What this task involves -> Nothing but a number should be written: the count of lines below that contain "json".

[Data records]

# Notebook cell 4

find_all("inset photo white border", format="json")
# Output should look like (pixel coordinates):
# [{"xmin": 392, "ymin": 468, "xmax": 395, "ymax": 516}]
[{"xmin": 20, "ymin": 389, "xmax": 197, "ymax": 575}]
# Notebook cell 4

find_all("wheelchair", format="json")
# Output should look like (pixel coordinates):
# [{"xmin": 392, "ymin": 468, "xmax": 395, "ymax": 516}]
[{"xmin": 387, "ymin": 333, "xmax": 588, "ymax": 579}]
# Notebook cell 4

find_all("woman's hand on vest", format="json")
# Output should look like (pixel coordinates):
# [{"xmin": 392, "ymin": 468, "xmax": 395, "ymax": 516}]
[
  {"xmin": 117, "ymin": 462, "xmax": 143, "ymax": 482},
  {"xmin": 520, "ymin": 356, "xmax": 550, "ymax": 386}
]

Solution for this problem -> 3